Sumber:
- - - - -

Opini oleh
Anthony Budiawan – Managing Director PEPS (Political Economy and Policy
Studies)
Ekonomi sedang tidak baik. Melemah. Deflasi berlangsung 7
bulan berturut-turut, menandakan daya beli masyarakat anjlok. Jumlah penduduk
kelas menengah menyusut 9,48 juta orang selama 5 tahun terakhir, dari 57,33
juta orang pada 2019 menjadi 47,85 juta orang pada 2024. Atau turun sekitar
16,5 persen. Sungguh besar.
Ekonomi sedang tidak baik. Jumlah penduduk miskin juga naik
dari 25,15 juta (2019) menjadi 25,22 juta (2024), meskipun dalam persentase
turun dari 9,41 persen menjadi 9,03 persen. Artinya, tingkat kemiskinan hanya
turun 0,4 persen dalam lima tahun menandakan gagal dalam pemberantasan
kemiskinan.
Salah satu faktor pemicu utama anjloknya kelas menengah
adalah kenaikan tarif Pajak Pertambahan Nilai (PPN) dari 10 persen menjadi 11
persen pada 1 April 2022, di tengah gejolak harga komoditas global yang
melonjak tinggi, yang memicu suku bunga global naik tajam.

- - - - -

Catatan Masukan:
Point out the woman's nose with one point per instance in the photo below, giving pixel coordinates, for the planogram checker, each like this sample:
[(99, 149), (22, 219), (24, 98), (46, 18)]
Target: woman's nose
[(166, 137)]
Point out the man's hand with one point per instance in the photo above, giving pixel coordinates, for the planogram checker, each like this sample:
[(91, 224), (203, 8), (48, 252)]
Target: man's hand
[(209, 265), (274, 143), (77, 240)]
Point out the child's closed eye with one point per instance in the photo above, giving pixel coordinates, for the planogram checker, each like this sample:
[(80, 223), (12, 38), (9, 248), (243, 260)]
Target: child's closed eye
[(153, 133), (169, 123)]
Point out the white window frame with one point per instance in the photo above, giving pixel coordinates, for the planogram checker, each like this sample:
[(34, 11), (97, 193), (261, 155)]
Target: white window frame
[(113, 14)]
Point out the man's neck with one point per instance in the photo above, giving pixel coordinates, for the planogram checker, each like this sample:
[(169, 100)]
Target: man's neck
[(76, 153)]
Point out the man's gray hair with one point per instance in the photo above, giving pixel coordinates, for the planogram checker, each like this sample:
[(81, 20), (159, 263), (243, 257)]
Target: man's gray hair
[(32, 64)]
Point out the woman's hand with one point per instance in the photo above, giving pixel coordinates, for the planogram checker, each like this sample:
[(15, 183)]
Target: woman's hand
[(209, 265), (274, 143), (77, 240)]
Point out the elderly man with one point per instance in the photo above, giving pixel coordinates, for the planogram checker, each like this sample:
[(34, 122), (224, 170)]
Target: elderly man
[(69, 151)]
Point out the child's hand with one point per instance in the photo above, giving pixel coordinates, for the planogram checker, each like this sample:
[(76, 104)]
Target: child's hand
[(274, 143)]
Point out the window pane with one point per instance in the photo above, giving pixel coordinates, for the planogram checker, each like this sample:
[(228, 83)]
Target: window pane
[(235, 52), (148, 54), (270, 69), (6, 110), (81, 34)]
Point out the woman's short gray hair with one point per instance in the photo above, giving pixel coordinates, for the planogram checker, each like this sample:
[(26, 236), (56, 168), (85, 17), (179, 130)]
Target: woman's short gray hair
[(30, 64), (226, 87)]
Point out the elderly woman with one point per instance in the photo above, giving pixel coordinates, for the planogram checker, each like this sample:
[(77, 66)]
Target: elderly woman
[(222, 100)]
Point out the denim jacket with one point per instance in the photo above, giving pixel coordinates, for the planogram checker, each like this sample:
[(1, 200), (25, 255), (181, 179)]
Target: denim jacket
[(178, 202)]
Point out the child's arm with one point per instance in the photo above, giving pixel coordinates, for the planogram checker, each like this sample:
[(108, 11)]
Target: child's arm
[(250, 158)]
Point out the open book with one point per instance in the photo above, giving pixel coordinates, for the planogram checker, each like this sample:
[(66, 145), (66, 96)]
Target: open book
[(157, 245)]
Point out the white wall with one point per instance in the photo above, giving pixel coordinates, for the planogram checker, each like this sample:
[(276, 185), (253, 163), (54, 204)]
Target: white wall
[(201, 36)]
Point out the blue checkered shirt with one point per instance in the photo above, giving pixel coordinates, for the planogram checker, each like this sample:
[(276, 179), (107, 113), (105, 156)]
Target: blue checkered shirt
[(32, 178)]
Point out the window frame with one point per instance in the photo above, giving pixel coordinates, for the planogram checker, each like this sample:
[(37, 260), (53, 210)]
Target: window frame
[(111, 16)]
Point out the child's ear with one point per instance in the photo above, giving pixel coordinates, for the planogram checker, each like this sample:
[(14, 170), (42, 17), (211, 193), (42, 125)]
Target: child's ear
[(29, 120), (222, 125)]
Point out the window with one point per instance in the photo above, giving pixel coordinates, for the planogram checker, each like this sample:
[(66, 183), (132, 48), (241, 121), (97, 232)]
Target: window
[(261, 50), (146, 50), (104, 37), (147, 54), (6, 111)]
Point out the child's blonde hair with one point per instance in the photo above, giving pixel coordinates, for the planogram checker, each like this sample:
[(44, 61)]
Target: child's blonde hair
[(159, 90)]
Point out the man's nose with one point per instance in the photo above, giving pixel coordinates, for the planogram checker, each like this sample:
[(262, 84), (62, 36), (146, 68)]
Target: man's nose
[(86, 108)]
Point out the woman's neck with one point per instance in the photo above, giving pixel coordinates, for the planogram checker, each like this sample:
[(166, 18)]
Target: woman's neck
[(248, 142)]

- - - - -

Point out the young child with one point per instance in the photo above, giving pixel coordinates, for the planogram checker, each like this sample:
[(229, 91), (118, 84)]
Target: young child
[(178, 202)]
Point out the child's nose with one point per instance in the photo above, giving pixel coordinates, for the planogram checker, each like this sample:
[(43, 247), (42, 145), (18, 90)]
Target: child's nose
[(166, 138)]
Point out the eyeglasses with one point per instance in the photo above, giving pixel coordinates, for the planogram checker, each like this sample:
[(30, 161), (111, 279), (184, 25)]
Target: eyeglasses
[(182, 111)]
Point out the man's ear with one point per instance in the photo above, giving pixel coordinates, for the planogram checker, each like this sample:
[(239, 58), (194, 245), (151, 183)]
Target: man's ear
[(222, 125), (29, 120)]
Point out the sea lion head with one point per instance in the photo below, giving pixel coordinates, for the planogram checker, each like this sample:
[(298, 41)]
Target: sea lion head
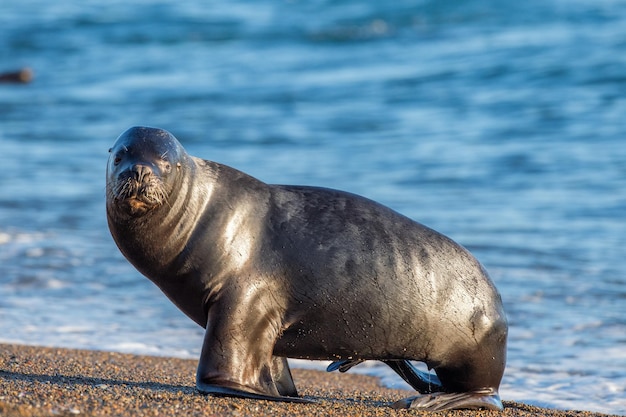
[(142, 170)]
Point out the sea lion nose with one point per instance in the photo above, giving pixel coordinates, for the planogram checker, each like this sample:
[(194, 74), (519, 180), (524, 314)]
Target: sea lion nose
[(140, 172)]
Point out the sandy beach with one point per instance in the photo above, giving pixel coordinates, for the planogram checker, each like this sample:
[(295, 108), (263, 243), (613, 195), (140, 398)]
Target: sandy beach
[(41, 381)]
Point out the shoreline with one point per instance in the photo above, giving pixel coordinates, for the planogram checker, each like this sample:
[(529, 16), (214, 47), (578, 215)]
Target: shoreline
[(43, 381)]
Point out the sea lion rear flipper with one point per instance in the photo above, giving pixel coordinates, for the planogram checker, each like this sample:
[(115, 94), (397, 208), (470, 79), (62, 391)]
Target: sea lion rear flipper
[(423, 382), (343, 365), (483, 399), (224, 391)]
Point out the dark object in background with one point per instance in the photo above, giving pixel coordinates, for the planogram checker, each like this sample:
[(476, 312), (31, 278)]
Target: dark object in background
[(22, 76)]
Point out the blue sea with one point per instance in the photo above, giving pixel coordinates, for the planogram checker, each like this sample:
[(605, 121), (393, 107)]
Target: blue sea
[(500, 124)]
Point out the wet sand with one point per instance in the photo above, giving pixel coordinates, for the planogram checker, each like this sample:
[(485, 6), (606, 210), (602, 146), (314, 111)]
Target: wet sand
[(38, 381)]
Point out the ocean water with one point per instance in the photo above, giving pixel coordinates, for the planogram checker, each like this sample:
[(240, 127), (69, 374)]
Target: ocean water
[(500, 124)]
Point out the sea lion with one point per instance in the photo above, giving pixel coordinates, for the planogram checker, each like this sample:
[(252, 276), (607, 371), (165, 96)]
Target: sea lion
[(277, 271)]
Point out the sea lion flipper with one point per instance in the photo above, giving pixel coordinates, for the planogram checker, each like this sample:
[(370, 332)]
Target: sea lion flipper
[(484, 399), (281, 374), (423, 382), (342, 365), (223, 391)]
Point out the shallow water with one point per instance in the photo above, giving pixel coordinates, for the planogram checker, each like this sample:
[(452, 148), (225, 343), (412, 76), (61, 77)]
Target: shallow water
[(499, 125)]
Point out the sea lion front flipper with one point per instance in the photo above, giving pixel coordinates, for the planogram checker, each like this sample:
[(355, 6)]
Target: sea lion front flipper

- - - - -

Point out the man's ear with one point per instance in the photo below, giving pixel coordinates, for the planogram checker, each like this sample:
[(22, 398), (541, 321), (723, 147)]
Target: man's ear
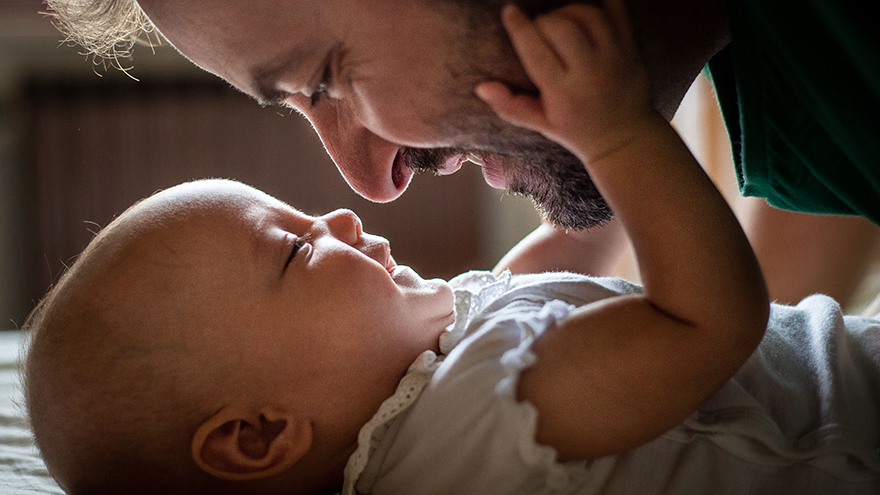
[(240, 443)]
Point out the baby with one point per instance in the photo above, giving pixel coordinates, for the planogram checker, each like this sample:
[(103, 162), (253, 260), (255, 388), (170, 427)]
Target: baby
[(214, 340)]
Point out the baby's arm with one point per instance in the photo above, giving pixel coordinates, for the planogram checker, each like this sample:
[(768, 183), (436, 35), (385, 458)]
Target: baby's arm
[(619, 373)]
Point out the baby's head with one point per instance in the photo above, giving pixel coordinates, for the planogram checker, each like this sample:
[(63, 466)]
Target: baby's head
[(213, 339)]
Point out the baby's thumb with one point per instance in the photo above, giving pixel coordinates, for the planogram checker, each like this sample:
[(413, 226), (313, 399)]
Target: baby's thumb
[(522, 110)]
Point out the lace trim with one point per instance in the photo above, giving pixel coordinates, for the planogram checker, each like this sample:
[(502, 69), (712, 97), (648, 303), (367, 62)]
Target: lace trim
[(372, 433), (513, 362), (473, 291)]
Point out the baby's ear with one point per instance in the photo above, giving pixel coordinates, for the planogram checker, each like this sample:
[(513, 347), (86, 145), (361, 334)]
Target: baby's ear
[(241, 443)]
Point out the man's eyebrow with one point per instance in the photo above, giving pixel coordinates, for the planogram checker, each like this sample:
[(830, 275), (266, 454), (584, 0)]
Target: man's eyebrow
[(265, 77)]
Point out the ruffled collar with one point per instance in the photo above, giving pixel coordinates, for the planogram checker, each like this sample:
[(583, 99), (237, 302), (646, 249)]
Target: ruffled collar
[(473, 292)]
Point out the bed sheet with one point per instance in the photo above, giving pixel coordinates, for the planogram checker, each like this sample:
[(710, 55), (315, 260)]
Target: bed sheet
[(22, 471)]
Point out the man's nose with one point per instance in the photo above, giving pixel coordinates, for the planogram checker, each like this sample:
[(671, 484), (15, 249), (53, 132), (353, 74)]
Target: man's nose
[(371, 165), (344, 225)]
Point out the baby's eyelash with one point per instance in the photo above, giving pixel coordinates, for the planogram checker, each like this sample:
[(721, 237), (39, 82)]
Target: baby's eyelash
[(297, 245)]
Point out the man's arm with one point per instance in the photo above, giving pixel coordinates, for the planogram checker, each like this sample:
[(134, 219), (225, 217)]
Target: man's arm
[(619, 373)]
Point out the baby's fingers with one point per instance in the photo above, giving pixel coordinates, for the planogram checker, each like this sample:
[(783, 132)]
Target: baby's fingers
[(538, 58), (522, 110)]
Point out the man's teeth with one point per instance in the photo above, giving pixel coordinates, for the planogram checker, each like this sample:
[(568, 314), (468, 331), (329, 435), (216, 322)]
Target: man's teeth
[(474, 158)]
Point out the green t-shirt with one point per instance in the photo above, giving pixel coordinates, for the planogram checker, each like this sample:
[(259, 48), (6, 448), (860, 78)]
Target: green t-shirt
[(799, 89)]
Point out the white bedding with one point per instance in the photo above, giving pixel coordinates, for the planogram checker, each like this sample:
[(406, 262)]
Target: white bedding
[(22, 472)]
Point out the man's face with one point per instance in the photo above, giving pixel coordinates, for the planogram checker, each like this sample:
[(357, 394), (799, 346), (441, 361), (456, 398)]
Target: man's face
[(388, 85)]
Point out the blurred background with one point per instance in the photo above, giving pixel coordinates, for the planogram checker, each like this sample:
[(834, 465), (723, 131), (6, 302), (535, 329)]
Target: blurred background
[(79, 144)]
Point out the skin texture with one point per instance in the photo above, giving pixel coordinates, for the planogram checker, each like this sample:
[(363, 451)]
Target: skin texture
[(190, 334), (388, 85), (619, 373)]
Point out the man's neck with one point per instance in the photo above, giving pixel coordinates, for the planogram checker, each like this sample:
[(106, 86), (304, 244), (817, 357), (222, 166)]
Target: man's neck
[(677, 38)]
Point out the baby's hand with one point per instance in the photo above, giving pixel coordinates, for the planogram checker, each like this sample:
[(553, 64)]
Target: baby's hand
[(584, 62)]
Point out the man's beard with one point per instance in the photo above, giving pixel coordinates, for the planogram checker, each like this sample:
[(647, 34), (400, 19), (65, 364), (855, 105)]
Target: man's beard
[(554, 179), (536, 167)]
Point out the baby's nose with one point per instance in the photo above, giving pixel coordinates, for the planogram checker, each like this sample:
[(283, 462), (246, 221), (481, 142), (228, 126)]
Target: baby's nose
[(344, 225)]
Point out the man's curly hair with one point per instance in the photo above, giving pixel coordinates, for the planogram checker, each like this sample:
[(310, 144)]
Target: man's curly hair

- - - - -

Tujuan:
(a) Tuliskan semua angka persentase yang muncul dalam opini tentang ekonomi di atas.
(b) Jadikan daftar bernomor baris-baris dalam catatan, mulai dari baris yang memuat "Point out the elderly man" dan berakhir pada baris yang memuat "[(274, 143)]", tanpa baris kosong.

Jawaban Soal:
(a) 16,5 persen; 9,41 persen; 9,03 persen; 0,4 persen; 10 persen; 11 persen

(b)
1. Point out the elderly man with one point per instance in the photo above, giving pixel coordinates, for the planogram checker, each like this sample:
2. [(34, 122), (224, 170)]
3. Target: elderly man
4. [(69, 151)]
5. Point out the child's hand with one point per instance in the photo above, giving pixel coordinates, for the planogram checker, each like this sample:
6. [(76, 104)]
7. Target: child's hand
8. [(274, 143)]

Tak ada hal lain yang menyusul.